───── Passage ─────

More effective chemical purification of waste water could have a significant effect on reducing emissions of nutrients, which feed toxic blue-green algae, which appears regularly in the summer.
      The city of St. Petersburg has upgraded its sewage treatment systems, with encouragement and assistance from Finland, including funding from the John Nurminen Foundation.
      "The situation in the Gulf of Finland could improve in five years, but only if there are no new emissions from other sources, such as agriculture", says Minna Mäki of the John Nurminen Foundation.
      The Baltic Sea has been choking on emissions for several decades, with large parts of the sea bottom showing no signs of life. The dead zones at the sea bottom are the source of more than half of the phosphorous load at the bottom of the sea.
      There are concerns over the implications of the increasing use of chemical fertilisers by farms in the Baltic Countries and Poland, and Finland has also not managed to reduce agricultural emissions as much as it would have liked.

─────

> **Brief**
Copy out the passage on Baltic Sea pollution from "More effective chemical" up to and including "of the John Nurminen Foundation.", unchanged.

───── Data for review ─────

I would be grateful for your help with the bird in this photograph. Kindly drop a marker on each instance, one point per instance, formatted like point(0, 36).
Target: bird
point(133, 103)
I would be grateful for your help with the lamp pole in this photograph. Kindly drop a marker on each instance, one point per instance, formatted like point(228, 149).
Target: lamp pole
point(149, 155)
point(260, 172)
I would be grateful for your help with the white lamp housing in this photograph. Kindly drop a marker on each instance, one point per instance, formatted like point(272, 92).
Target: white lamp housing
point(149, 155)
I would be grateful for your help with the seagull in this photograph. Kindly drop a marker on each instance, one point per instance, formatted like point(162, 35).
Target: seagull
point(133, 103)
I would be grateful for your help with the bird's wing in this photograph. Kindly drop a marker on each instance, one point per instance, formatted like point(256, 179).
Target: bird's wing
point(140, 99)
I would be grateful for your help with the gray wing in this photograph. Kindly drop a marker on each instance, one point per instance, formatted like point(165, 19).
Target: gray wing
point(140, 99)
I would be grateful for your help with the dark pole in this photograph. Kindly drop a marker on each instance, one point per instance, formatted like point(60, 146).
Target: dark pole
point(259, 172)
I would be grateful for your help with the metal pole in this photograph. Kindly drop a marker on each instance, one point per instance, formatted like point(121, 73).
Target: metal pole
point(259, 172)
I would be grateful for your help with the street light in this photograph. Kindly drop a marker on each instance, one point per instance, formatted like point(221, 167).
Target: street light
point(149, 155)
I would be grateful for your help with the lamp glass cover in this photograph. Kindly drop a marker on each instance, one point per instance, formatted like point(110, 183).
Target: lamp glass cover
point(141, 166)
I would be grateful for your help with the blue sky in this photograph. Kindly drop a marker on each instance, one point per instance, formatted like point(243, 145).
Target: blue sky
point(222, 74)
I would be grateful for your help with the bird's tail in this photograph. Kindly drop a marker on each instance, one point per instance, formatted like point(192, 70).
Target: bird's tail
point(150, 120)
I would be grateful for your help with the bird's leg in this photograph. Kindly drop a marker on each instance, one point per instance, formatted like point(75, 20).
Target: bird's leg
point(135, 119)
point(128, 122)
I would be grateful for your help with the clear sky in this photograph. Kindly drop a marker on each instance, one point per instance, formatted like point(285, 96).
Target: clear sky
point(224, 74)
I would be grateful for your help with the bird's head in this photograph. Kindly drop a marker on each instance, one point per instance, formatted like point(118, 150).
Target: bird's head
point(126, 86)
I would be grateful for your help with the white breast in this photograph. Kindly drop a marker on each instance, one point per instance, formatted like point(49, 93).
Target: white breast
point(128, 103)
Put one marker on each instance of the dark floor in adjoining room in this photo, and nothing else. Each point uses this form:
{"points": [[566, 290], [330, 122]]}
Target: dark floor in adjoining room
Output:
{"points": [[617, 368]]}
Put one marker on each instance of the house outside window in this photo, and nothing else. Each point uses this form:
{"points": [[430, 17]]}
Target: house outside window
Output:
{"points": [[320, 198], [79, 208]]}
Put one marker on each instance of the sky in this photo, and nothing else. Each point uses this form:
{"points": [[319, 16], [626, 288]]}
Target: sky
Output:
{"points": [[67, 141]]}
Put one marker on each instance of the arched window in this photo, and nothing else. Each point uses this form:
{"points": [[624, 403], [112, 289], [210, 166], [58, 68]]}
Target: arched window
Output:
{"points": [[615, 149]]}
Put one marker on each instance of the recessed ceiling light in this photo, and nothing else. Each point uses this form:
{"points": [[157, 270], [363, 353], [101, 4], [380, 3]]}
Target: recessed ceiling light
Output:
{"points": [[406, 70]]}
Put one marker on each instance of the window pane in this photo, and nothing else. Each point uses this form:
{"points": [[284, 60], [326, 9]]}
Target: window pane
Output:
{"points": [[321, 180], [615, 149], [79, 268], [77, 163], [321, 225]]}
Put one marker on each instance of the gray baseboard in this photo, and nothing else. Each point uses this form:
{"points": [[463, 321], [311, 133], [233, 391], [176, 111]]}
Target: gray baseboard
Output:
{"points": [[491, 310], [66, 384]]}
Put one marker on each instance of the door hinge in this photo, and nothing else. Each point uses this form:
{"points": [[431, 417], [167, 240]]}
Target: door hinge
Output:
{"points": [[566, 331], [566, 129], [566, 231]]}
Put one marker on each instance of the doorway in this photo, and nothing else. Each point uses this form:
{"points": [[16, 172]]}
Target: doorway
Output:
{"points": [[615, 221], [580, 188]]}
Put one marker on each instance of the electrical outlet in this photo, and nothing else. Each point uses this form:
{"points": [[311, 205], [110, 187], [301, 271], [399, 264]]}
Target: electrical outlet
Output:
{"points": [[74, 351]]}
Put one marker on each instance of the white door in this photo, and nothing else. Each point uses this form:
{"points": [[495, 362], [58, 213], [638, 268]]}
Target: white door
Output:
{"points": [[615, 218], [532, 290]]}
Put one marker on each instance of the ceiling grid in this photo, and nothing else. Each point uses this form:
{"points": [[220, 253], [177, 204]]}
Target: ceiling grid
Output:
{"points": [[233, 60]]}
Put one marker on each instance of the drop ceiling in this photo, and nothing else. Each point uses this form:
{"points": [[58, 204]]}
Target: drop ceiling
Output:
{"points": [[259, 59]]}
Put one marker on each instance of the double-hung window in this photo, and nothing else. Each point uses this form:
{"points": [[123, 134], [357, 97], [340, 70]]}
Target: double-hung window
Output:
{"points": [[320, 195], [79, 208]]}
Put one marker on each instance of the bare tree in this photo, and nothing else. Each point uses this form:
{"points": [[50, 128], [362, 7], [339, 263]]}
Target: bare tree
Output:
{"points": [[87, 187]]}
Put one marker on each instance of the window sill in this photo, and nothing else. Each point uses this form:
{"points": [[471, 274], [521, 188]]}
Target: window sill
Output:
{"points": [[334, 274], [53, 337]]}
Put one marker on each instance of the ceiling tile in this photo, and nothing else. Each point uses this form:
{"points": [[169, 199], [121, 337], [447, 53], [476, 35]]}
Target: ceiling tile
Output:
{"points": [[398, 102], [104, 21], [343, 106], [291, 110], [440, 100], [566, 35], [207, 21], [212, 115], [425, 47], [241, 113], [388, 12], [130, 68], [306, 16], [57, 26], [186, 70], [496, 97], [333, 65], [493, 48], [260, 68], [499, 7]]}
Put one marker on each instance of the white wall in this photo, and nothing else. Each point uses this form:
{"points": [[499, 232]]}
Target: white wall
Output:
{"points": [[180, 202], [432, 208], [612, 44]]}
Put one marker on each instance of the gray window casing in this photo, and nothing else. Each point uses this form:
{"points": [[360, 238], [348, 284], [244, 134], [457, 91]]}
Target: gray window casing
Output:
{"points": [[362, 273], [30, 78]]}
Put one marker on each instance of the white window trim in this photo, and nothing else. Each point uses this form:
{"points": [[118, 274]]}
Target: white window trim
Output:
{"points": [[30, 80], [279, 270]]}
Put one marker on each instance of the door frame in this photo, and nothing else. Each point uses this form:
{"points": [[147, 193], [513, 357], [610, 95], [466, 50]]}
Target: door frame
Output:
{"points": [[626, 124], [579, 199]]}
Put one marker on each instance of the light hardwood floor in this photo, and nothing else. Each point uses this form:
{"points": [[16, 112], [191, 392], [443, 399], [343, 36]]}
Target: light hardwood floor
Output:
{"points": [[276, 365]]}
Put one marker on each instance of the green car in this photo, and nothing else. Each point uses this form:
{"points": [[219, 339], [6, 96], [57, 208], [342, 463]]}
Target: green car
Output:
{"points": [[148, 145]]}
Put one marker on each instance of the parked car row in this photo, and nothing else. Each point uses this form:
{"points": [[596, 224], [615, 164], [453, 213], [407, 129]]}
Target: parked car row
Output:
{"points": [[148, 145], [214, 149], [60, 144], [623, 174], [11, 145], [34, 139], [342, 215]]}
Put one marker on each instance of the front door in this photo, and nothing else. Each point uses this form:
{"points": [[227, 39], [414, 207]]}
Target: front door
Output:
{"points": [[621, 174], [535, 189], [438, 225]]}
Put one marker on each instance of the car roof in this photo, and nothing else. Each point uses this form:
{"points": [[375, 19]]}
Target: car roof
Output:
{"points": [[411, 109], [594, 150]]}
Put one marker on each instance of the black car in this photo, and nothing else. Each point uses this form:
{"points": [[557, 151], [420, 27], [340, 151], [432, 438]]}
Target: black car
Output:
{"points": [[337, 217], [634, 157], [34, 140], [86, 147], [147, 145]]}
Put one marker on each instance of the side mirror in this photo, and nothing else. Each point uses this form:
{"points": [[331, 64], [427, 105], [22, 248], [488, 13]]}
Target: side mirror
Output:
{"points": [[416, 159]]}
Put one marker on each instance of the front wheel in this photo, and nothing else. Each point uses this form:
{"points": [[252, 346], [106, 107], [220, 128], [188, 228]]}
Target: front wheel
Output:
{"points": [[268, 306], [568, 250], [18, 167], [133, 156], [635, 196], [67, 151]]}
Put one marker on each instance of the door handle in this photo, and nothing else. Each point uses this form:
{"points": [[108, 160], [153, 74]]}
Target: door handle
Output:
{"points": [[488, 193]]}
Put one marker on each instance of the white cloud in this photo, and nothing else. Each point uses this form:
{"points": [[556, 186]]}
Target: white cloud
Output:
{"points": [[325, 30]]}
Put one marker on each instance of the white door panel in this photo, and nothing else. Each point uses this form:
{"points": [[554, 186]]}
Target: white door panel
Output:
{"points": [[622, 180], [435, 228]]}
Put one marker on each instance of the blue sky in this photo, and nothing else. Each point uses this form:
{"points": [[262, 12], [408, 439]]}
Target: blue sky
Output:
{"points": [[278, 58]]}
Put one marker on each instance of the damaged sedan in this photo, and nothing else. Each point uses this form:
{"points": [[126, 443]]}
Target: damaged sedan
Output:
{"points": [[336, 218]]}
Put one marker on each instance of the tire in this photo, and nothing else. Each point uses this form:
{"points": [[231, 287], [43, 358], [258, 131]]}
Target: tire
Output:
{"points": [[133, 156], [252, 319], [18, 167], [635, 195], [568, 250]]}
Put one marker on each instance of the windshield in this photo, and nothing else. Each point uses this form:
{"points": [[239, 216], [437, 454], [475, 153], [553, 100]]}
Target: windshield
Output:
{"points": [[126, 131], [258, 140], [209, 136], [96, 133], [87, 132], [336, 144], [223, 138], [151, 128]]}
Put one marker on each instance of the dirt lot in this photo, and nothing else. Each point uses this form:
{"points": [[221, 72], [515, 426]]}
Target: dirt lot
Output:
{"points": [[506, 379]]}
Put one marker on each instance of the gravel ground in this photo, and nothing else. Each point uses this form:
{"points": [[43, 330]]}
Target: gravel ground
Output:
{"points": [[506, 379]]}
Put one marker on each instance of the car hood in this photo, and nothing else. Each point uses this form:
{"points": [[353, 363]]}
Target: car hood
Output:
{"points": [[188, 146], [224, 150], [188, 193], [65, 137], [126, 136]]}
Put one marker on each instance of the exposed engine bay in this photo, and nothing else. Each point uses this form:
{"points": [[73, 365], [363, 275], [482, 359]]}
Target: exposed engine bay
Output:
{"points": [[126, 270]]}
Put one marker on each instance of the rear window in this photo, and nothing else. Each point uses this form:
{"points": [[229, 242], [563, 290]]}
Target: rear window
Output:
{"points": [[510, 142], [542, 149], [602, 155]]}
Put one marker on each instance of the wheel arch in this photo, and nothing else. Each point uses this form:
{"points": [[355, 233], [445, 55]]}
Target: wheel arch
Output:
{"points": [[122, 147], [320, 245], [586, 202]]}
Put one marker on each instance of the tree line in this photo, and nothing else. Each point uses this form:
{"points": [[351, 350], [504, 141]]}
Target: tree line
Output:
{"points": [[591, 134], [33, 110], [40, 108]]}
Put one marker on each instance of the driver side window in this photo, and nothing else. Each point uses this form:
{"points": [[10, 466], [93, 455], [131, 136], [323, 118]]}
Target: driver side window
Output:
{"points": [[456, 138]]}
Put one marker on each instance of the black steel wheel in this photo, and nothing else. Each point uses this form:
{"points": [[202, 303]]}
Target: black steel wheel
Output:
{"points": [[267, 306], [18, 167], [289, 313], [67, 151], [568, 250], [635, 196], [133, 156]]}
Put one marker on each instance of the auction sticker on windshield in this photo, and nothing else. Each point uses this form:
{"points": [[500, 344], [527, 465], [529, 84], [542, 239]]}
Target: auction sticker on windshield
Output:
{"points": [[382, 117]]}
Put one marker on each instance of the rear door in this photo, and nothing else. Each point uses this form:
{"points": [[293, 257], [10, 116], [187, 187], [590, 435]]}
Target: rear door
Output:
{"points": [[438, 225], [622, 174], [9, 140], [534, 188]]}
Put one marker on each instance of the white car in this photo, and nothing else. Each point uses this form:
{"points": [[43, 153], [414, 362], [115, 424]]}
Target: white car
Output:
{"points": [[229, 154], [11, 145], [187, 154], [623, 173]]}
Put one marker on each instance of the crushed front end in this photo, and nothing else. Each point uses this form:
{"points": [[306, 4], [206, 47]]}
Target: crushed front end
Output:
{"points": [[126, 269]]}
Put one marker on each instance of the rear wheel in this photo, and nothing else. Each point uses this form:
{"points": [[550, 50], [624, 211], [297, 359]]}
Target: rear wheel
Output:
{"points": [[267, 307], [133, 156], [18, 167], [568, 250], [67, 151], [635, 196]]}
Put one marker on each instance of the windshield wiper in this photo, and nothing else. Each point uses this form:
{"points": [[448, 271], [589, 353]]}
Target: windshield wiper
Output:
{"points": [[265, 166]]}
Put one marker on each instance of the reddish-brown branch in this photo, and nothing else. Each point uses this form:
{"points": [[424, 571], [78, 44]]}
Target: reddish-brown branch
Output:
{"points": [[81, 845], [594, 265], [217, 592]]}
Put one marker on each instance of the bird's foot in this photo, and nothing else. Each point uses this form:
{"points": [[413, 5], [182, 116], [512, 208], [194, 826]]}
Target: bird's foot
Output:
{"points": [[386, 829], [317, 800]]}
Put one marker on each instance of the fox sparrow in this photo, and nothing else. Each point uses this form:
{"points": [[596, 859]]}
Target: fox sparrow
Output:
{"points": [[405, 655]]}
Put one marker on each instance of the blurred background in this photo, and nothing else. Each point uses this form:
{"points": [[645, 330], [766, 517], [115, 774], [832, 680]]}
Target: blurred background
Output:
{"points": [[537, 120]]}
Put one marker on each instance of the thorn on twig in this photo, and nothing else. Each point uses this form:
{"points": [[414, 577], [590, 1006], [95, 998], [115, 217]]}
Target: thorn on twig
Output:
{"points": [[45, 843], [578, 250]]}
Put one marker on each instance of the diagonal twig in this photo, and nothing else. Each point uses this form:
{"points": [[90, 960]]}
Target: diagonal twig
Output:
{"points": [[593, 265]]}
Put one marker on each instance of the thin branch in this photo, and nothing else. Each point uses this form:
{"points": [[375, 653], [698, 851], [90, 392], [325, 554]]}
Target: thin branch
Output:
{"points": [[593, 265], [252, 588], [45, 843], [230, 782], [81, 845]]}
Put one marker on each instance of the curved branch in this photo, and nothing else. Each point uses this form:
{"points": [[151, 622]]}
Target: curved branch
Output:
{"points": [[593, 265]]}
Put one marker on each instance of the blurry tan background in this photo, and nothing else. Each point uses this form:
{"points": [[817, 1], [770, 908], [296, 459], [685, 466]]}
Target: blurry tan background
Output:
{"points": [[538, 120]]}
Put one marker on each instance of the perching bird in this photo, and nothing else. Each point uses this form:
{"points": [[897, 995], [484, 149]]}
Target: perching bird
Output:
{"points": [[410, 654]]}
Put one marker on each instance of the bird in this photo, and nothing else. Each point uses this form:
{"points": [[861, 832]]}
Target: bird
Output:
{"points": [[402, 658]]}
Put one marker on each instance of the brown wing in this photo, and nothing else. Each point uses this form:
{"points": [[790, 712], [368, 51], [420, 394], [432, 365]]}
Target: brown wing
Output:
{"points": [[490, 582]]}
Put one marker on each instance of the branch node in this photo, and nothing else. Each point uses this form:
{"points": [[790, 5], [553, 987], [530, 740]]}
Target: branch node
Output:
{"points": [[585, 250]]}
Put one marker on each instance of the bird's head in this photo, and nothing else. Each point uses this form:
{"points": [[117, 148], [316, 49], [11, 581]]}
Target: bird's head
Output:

─────

> **Final answer**
More effective chemical purification of waste water could have a significant effect on reducing emissions of nutrients, which feed toxic blue-green algae, which appears regularly in the summer.
      The city of St. Petersburg has upgraded its sewage treatment systems, with encouragement and assistance from Finland, including funding from the John Nurminen Foundation.
      "The situation in the Gulf of Finland could improve in five years, but only if there are no new emissions from other sources, such as agriculture", says Minna Mäki of the John Nurminen Foundation.